TCPIP: see attachment and remarks at the end
Hardware/system parameters: I'll have to check that. Wouldn't surprise me if some system parameters were changed but I don't see why this would introduce this intermittend problem.

I've seen a number of weird things:
* route for 0.0.0.0 is over two distinct gateways. Since the UNIX machine's network is specified in ROUTE that should not be a problem. But I did have trouble within a similar configuration using FTP.
* although service is not active, there still is a BG device.
* although the service has been activated several times, the is no entry in accounting...
* I tested (on a different port) with the same activity, and this finished within 10 seconds (and the activity showed up in accounting).

Next: I'll check the output of monitor. Hopefully the service will be activated....
Willem Grooters
OpenVMS Developer & System Manager
labadie_1
Honored Contributor

Re: TCPIP performance problems

You say

Problems started end of 2002....

May be the problem appears only when some load is reached ?

You should anyway apply the last eco for Tcpip 5.0A if you plan to call HP :-)

May be not related to your problem, but

tcp_recvspace = 32768
tcp_sendspace = 32768

this may be raised quietly.

Good hunt

Gerard
Wim Van den Wyngaert
Honored Contributor

Re: TCPIP performance problems

tcp_mssdflt = 536
is the default maximum segment size. Seems small. As I understand it, it is only used when Path MTU Discovery [RFC-1191] is not supported somewhere on the route to your destination.

To see what they changed in the config, consult the file sys$specific:[tcpip$etc]sysconfigtab.dat.
Wim
Eric Dittman
Frequent Advisor

Re: TCPIP performance problems

When the LAN was replaced by the WAN the problems started, so one thing to check is that the connection speeds are all hard-coded rather than using autonegotiate. Autonegotiation can be problematic, and if there's a mismatch you can experience problems like you are seeing.
Mike Naime
Honored Contributor

Re: TCPIP performance problems

I'm not sure if this is relavent, but when we had a SLOW connection in establishing a telnet session to a VMS system, we ultimately found that it was the "reverse telnet lookup" that was causing our slowdown. This was evidenced by a route on the routing table that was the same as the IP address of the system involved.
(example: AH 192.168.1.112 192.168.1.112)
When we blew away that route, the delay dissapeared. Since this is a dynamic route that is added by the system, it can re-appear on it's own if the system has network problems.

Possibly changing from LAN to WAN made the extra routes appear on the routing table. Remove the extra routes and see if your problems go away.

Mike Naime
VMS SAN mechanic
Willem Grooters
Honored Contributor

Re: TCPIP performance problems

Someone spotted me a cause - but I'm not convinced:
The message is built up and sent to the (TCP) socket in one call (that happens on TRU64). Of course, 8K is not transferred in one window - but in packets of 1460 bytes.
TCP will guarantee that all packets will be delivered in the right order.
So, it was suggested that, on the VMS-side, the application would need to wait until all data is received before reading the socket.

What is needed:
State whether each statement agrees with the thread on TCPIP performance problems. Give yes or no for each, with the deciding words of the thread quoted exactly: (a) tcp_mssdflt = 536 is described as the default maximum segment size; (b) the test on a different port took more than a minute to finish; (c) the problems started when the WAN was replaced by the LAN.

Excerpts from point annotation data:
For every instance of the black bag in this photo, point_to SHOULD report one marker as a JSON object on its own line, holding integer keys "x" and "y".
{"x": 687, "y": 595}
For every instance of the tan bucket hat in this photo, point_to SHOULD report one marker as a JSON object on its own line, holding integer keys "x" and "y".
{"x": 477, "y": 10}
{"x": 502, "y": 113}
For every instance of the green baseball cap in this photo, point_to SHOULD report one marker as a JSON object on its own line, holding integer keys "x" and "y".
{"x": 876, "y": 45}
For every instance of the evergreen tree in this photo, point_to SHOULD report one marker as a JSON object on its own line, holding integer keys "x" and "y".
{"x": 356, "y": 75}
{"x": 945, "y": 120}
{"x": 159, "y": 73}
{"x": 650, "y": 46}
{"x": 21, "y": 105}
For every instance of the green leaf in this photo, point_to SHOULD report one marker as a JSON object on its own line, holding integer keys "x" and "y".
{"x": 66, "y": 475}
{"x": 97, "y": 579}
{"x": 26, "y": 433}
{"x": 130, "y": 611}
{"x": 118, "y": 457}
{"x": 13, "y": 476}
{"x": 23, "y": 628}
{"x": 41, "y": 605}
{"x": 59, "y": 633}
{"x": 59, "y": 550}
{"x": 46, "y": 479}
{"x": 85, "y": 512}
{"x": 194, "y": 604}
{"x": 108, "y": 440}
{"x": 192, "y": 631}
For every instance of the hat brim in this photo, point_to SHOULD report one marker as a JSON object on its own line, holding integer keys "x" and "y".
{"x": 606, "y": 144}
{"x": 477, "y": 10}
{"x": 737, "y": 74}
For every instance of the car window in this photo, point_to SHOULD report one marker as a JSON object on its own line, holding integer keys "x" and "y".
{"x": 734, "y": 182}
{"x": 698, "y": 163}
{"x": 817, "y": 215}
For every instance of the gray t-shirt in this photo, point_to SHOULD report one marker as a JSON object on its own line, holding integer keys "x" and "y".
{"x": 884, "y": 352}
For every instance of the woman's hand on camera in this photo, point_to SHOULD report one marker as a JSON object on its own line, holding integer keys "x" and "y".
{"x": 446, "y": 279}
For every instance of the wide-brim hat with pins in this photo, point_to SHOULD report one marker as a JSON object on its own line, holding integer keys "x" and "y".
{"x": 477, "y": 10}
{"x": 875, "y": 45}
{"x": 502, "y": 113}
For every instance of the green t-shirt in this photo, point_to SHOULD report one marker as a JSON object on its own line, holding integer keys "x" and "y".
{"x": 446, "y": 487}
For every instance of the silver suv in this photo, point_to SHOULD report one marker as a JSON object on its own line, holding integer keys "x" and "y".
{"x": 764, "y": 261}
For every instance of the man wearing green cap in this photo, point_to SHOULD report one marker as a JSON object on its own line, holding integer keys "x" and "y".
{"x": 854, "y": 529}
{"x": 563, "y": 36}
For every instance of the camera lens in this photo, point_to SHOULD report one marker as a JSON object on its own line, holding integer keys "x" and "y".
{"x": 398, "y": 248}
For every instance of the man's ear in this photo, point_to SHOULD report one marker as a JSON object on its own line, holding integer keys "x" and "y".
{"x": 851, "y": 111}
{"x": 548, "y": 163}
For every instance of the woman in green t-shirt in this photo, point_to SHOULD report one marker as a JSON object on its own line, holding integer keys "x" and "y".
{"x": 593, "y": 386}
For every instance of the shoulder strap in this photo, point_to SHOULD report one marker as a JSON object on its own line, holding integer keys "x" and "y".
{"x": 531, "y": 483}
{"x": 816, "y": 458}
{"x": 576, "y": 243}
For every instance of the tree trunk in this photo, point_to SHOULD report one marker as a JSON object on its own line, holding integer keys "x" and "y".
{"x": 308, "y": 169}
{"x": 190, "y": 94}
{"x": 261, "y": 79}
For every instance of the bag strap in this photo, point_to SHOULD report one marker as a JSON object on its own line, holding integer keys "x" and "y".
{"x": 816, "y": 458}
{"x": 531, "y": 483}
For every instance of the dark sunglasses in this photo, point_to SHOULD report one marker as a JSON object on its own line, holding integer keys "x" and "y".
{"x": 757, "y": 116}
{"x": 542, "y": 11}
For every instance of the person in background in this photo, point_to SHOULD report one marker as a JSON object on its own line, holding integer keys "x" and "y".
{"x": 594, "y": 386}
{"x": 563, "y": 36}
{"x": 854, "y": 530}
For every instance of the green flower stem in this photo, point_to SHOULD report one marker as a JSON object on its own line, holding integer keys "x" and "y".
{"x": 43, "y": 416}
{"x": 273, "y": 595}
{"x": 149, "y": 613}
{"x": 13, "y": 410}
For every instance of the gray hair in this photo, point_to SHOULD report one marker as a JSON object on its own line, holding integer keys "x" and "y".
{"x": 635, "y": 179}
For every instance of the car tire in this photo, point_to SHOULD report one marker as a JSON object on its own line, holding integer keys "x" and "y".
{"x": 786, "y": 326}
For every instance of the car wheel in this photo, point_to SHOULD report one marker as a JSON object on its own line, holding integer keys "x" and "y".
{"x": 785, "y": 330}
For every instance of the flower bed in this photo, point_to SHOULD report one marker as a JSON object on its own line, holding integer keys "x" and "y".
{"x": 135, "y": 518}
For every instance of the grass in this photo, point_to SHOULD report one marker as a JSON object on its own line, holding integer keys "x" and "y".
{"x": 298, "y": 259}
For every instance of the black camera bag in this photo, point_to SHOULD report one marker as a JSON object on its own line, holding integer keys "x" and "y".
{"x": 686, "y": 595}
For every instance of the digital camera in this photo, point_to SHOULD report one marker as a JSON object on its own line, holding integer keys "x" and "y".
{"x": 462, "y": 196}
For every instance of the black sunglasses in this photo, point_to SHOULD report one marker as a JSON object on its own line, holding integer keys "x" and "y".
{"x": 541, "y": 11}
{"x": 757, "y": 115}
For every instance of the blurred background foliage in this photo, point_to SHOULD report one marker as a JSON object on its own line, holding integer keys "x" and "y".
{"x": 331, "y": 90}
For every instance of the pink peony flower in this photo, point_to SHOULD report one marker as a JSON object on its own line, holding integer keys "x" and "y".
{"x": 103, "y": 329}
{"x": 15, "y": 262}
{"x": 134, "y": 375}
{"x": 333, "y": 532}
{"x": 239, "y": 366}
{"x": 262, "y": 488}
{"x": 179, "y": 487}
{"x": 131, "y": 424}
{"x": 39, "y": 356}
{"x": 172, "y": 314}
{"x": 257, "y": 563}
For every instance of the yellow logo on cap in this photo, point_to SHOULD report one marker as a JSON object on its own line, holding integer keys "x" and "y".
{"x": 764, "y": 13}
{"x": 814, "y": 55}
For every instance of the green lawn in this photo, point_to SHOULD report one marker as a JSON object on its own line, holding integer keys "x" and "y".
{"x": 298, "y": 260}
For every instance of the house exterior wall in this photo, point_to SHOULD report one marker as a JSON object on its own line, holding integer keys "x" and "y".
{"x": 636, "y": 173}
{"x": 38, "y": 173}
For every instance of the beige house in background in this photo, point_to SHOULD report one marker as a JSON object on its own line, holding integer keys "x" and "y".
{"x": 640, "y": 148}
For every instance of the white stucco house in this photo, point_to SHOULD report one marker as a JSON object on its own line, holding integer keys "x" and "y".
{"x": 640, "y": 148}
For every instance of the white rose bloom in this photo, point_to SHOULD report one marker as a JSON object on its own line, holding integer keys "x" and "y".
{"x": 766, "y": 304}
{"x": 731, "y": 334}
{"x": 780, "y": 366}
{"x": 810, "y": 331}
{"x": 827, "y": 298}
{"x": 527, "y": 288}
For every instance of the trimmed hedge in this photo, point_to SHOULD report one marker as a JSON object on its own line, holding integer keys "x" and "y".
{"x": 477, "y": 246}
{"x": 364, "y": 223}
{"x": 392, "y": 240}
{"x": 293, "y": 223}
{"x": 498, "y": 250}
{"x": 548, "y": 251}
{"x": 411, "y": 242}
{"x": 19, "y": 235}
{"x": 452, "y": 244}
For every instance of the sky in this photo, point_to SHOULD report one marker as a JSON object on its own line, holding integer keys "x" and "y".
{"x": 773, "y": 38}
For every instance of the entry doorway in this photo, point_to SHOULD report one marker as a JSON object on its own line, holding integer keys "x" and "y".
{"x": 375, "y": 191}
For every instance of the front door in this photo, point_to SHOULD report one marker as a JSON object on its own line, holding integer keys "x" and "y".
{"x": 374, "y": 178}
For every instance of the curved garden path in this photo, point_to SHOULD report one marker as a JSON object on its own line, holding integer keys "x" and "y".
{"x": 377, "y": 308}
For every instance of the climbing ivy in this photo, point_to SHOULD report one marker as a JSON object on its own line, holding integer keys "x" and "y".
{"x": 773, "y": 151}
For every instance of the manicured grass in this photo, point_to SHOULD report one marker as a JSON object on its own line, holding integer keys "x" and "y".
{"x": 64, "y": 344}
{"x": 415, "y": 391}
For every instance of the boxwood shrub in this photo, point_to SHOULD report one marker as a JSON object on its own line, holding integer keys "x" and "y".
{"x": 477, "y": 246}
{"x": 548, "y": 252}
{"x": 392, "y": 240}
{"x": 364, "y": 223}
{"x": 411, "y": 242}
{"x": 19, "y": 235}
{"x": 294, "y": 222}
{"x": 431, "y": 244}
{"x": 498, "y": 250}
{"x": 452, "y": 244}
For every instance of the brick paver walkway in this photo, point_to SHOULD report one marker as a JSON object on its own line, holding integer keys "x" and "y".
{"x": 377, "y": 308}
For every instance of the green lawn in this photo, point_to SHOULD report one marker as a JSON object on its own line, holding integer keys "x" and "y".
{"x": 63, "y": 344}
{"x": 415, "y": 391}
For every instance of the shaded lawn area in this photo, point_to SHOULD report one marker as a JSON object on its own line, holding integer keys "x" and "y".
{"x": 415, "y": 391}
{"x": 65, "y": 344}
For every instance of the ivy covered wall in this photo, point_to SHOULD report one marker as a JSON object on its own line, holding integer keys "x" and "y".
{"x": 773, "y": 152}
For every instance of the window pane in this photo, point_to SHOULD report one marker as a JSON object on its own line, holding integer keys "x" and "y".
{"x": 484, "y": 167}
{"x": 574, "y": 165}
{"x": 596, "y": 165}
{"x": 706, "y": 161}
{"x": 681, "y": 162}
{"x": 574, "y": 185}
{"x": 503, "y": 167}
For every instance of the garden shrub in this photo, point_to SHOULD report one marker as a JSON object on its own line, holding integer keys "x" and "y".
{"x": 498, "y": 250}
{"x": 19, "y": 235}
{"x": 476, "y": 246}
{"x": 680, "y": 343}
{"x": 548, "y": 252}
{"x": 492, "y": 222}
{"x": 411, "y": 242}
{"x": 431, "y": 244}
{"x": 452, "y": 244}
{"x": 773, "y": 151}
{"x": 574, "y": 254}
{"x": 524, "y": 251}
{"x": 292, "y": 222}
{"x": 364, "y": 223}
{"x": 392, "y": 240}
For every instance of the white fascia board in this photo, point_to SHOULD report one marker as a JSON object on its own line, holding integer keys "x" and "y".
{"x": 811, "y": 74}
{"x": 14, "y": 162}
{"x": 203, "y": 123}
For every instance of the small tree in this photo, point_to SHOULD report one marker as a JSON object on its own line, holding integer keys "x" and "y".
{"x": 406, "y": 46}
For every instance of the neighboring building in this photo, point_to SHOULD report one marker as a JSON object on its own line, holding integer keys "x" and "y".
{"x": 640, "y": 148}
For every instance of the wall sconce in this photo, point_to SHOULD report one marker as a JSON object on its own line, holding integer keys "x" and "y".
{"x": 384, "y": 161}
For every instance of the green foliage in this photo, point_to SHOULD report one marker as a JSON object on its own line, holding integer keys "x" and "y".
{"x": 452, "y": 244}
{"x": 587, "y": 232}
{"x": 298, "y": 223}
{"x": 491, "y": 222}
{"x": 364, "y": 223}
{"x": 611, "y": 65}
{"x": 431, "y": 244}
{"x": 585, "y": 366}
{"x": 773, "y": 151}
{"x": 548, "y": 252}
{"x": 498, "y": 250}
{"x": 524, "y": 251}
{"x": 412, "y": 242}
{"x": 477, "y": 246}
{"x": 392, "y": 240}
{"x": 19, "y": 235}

Response to the exercise:
(a) Yes: "is the default maximum segment size"
(b) No: "this finished within 10 seconds"
(c) No: "When the LAN was replaced by the WAN the problems started"